• _REQUIREMENT_: Transcribe every line exactly. Leave the pictures behind.

--------------------------------

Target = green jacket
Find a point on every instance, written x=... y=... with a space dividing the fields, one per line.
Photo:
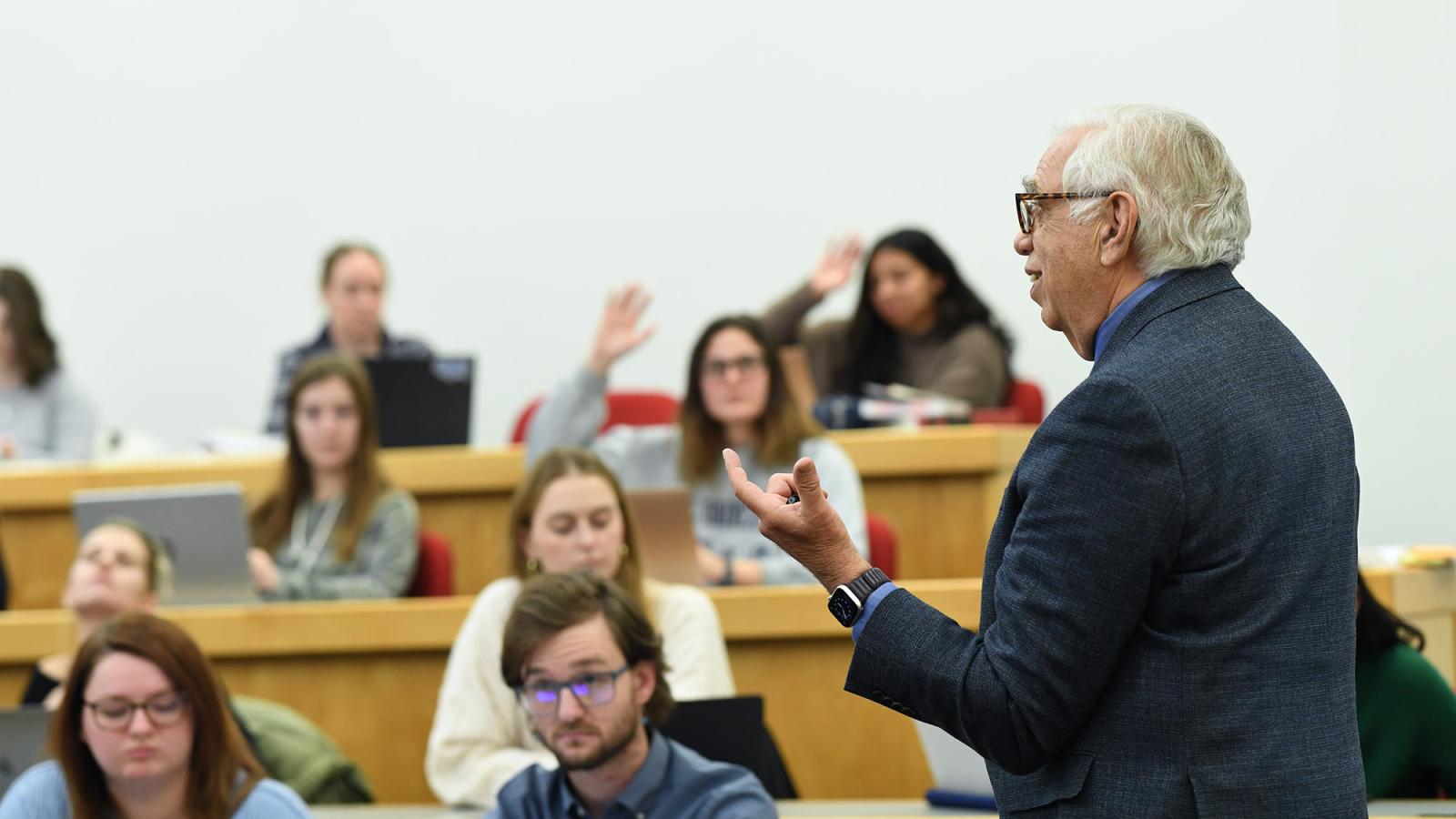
x=298 y=753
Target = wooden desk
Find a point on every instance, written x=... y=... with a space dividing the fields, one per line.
x=938 y=487
x=1427 y=599
x=369 y=673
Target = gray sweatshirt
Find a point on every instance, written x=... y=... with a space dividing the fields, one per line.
x=51 y=420
x=383 y=561
x=647 y=458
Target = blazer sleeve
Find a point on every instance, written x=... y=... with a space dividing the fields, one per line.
x=1101 y=509
x=478 y=739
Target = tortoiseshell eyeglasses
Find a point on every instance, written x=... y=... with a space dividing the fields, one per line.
x=1026 y=215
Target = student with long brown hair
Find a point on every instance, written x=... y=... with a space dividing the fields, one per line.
x=334 y=528
x=567 y=515
x=739 y=397
x=143 y=731
x=43 y=413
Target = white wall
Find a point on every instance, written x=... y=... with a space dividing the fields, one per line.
x=172 y=171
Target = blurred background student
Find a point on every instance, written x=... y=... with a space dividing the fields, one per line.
x=43 y=413
x=1407 y=712
x=334 y=526
x=917 y=322
x=353 y=288
x=567 y=515
x=142 y=731
x=735 y=397
x=118 y=569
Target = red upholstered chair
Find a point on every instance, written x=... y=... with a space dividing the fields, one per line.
x=1024 y=405
x=635 y=409
x=434 y=571
x=881 y=544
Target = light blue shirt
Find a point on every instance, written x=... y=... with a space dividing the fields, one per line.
x=40 y=793
x=1111 y=322
x=673 y=783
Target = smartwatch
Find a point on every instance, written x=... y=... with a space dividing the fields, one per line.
x=849 y=599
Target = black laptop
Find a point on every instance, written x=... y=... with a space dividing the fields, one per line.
x=422 y=401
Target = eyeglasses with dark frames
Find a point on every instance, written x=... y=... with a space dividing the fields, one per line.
x=116 y=713
x=543 y=695
x=1024 y=210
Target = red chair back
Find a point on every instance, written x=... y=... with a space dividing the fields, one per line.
x=881 y=544
x=434 y=571
x=1024 y=405
x=633 y=409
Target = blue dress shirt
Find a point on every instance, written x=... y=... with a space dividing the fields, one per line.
x=1104 y=334
x=673 y=783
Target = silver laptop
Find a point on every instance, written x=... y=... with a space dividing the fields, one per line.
x=666 y=525
x=204 y=526
x=22 y=741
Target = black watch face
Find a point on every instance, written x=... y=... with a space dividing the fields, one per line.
x=844 y=606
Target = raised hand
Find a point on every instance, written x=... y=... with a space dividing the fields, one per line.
x=618 y=332
x=810 y=531
x=836 y=266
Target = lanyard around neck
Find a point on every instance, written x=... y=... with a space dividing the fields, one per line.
x=310 y=550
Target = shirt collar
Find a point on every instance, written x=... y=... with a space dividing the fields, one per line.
x=641 y=792
x=1111 y=322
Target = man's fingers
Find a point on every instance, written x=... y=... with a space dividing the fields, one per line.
x=805 y=477
x=757 y=501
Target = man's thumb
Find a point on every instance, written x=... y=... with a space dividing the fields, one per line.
x=805 y=479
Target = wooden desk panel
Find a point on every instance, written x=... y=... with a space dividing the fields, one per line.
x=938 y=487
x=369 y=673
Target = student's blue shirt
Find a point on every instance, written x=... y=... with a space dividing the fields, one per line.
x=40 y=793
x=673 y=783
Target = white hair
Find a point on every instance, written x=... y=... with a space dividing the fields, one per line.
x=1191 y=206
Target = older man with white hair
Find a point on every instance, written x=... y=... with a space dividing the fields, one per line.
x=1168 y=598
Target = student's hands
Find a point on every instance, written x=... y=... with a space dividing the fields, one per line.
x=262 y=569
x=810 y=531
x=618 y=332
x=836 y=266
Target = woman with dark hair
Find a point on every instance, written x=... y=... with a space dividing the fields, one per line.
x=917 y=322
x=143 y=731
x=567 y=515
x=43 y=414
x=334 y=528
x=735 y=397
x=1407 y=710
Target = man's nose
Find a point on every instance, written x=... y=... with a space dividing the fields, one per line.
x=568 y=707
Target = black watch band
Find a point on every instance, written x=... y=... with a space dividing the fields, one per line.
x=849 y=599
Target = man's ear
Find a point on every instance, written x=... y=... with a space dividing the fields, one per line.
x=1117 y=228
x=645 y=676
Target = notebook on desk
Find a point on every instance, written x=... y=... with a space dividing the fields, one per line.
x=957 y=770
x=204 y=528
x=666 y=525
x=422 y=401
x=22 y=741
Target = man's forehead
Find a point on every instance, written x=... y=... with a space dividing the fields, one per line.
x=589 y=643
x=1052 y=162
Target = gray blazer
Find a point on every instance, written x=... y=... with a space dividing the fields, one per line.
x=1168 y=602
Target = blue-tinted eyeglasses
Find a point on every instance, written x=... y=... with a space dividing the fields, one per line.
x=543 y=697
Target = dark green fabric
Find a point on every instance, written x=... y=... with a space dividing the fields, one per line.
x=1407 y=724
x=298 y=753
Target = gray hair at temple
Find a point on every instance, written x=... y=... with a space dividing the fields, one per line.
x=1191 y=206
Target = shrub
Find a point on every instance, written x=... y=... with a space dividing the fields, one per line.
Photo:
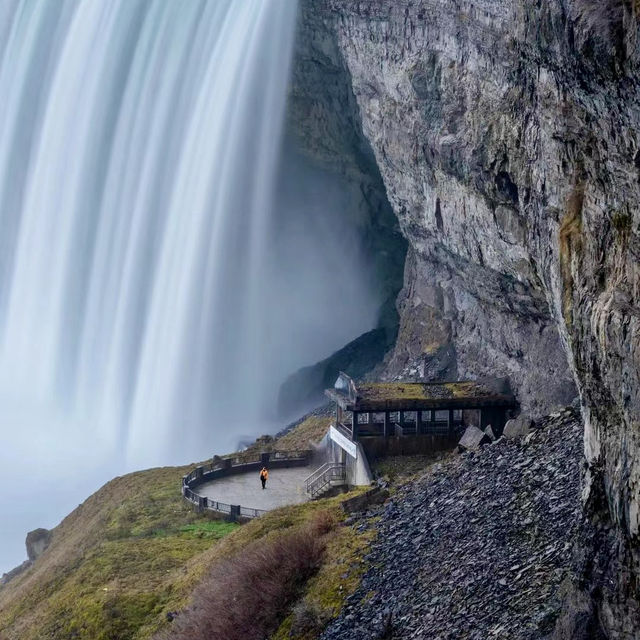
x=246 y=596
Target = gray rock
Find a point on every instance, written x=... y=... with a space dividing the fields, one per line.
x=489 y=432
x=506 y=136
x=473 y=439
x=37 y=542
x=518 y=428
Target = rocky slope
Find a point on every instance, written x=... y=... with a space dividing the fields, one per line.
x=506 y=136
x=478 y=548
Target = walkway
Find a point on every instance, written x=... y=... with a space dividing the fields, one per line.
x=285 y=486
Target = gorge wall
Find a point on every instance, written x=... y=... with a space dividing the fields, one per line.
x=506 y=136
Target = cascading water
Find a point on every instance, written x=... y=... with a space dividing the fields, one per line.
x=149 y=295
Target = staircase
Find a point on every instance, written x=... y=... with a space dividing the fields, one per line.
x=329 y=475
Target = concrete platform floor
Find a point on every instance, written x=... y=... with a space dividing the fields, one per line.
x=285 y=486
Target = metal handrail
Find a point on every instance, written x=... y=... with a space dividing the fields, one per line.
x=323 y=477
x=235 y=465
x=317 y=473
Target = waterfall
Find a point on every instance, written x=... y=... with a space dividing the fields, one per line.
x=152 y=297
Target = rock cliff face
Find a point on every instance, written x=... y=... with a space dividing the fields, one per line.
x=506 y=134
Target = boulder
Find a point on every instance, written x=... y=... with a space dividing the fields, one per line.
x=472 y=439
x=489 y=432
x=518 y=427
x=37 y=542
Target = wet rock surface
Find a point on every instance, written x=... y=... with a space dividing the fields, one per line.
x=477 y=548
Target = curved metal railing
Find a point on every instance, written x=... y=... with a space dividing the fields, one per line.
x=223 y=467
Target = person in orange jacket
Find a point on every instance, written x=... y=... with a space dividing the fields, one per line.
x=264 y=476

--------------------------------

• _ANSWER TO THE TASK_:
Target = green jacket
Find a point on every instance, written x=... y=... with a space dividing the fields, one per line.
Photo:
x=298 y=753
Target = wooden desk
Find a point on every instance, written x=... y=... with a space dividing the fields, one per line.
x=938 y=487
x=1427 y=599
x=369 y=673
Target = gray sweatshirt
Find a point on every instance, written x=... y=... with a space dividing the fields, one per line.
x=51 y=420
x=383 y=561
x=647 y=458
Target = blazer sleeve
Find a point on every instance, written x=... y=... with a space dividing the fields, one per line.
x=1101 y=509
x=478 y=739
Target = tortoiseshell eyeglasses
Find a point on every instance, written x=... y=... with a space dividing the fields, one per line.
x=1026 y=215
Target = student with long brown hair
Find a point on every instance, written x=... y=... with a space dividing the fields, one per line.
x=334 y=528
x=567 y=515
x=739 y=397
x=143 y=731
x=43 y=413
Target = white wall
Find a point on every instance, written x=... y=... with a space dividing the fields, one per line.
x=172 y=171
Target = blurred background student
Find a point on every instance, written x=... y=... with a space dividing the fields, one per line.
x=43 y=413
x=1407 y=712
x=334 y=526
x=917 y=322
x=353 y=288
x=567 y=515
x=142 y=731
x=735 y=397
x=118 y=569
Target = red upholstered chair
Find a point on every instance, written x=... y=... with a space dividing the fields, one per line.
x=1024 y=405
x=635 y=409
x=434 y=571
x=881 y=544
Target = light blue shirt
Find a point on every instance, written x=... y=... with a space dividing the fields, one per line.
x=40 y=793
x=1111 y=322
x=673 y=783
Target = smartwatch
Find a point on every instance, written x=... y=... with a space dividing the fields, one per line.
x=849 y=599
Target = black laptop
Find a point on every instance, written x=... y=... with a space dividing the fields, one per line.
x=422 y=401
Target = eyeglasses with dark frames
Find a point on every instance, written x=... y=... with a space dividing the fields, one per line.
x=116 y=713
x=543 y=695
x=1024 y=210
Target = red chair back
Find a point on every instance, written x=... y=... with a space dividing the fields, one per line.
x=881 y=544
x=434 y=571
x=1024 y=405
x=633 y=409
Target = blue dress shirt
Find a point on every instance, written x=... y=... with a space dividing the fields, one per line.
x=1104 y=334
x=673 y=783
Target = silver laptop
Find a point on every instance, written x=... y=... with a space dividing the fields, one per line.
x=666 y=525
x=204 y=526
x=22 y=741
Target = black watch face
Find a point on every instance, written x=... y=... with a space dividing the fields, one per line.
x=844 y=606
Target = raised hand
Find a point on every instance, written x=... y=... with a space dividing the fields, one per line.
x=618 y=332
x=810 y=531
x=836 y=266
Target = lanyard around neck
Find a point on every instance, written x=... y=... with a space dividing the fields, one per line.
x=310 y=550
Target = shirt collar
Find a point on every instance, written x=... y=... with a space dividing the fields, one per line.
x=641 y=792
x=1111 y=322
Target = man's fingers
Find a point on every instance, written x=... y=... with a space dividing the fields, one per line.
x=805 y=477
x=757 y=501
Target = man's thumb
Find a point on every instance, written x=... y=... with a space dividing the fields, one per line.
x=805 y=479
Target = wooden desk panel
Find a point on every instance, written x=... y=... with a space dividing the fields, one per line.
x=938 y=487
x=369 y=673
Target = student's blue shirt
Find a point on every instance, written x=... y=... with a space dividing the fields, one per line.
x=40 y=793
x=673 y=783
Target = white hair
Find a point on every instance, written x=... y=... with a space dividing the fields, one per line.
x=1191 y=206
Target = older man with white hair
Find a point on every instance, written x=... y=... with a space dividing the fields, one per line.
x=1168 y=598
Target = student's hands
Find a point on every instance, written x=... y=... with a space dividing the fields, one per line.
x=262 y=569
x=810 y=531
x=618 y=332
x=836 y=266
Target = woman with dark hair
Find a point on every instance, written x=... y=... with a space dividing the fields, one per line.
x=917 y=322
x=143 y=731
x=567 y=515
x=43 y=414
x=334 y=528
x=735 y=397
x=1407 y=710
Target = man's nose
Find a point on every instance, written x=... y=... with a space dividing the fields, one per line.
x=568 y=707
Target = black watch band
Find a point on every instance, written x=... y=... with a space dividing the fields, one per line.
x=849 y=599
Target = man's ear
Find a point on every instance, written x=... y=... with a space dividing the fields, one per line.
x=1117 y=228
x=645 y=676
Target = notebook on desk
Find a point on every instance, written x=... y=... with a space dividing the fields, one per line.
x=957 y=770
x=204 y=528
x=666 y=525
x=422 y=401
x=22 y=741
Target = man's forehead
Find a point on every instance, written x=... y=... with a space dividing the fields, one per line.
x=589 y=643
x=1052 y=162
Target = gray blazer
Find a point on every instance, written x=... y=... with a space dividing the fields, one per line.
x=1168 y=602
Target = blue-tinted eyeglasses
Find a point on every instance, written x=... y=... with a space dividing the fields, one per line.
x=543 y=697
Target = dark green fabric
Find a point on every instance, written x=... y=... with a space dividing the fields, one per line.
x=1407 y=724
x=298 y=753
Target = gray hair at temple
Find a point on every instance, written x=... y=... with a space dividing the fields, one per line.
x=1191 y=206
Target = shrub
Find a point on every instance, written x=... y=... with a space dividing the fields, one per line.
Photo:
x=246 y=596
Target = gray rock
Find a point on every instance, written x=... y=... with a space dividing the fields, one per line.
x=489 y=432
x=506 y=136
x=473 y=439
x=37 y=542
x=518 y=428
Target = rocky slope
Find a point on every instance, written x=... y=... with a space dividing the fields, one per line.
x=506 y=136
x=478 y=548
Target = walkway
Find a point on every instance, written x=... y=... with a space dividing the fields, one per line.
x=285 y=486
Target = gorge wall
Find a point on every instance, written x=... y=... with a space dividing the fields, one per line.
x=506 y=136
Target = cascading water
Find a point on every instance, written x=... y=... with a space dividing the fields, one per line.
x=149 y=295
Target = staircase
Find a point on every instance, written x=... y=... with a space dividing the fields, one per line.
x=329 y=475
Target = concrete platform floor
Find a point on every instance, written x=... y=... with a space dividing the fields, one per line.
x=285 y=486
Target = metal handrail
Find a point on every instance, written x=... y=... with a space dividing the fields, one per line.
x=323 y=477
x=235 y=465
x=317 y=473
Target = waterfall
Find a point on every instance, written x=... y=... with a space dividing the fields, one per line.
x=152 y=297
Target = rock cliff face
Find a point on every instance, written x=... y=... with a space dividing the fields, one per line.
x=506 y=134
Target = boulder
Find a point on every instance, written x=... y=... with a space dividing the fields, one per line.
x=472 y=439
x=489 y=432
x=518 y=427
x=37 y=542
Target = wet rock surface
Find a point on every instance, written x=... y=... with a space dividing the fields, one per line.
x=477 y=548
Target = curved metal railing
Find a point on every instance, written x=... y=... with a space dividing the fields, one per line.
x=223 y=467
Target = person in orange jacket
Find a point on every instance, written x=... y=... with a space dividing the fields, one per line.
x=264 y=476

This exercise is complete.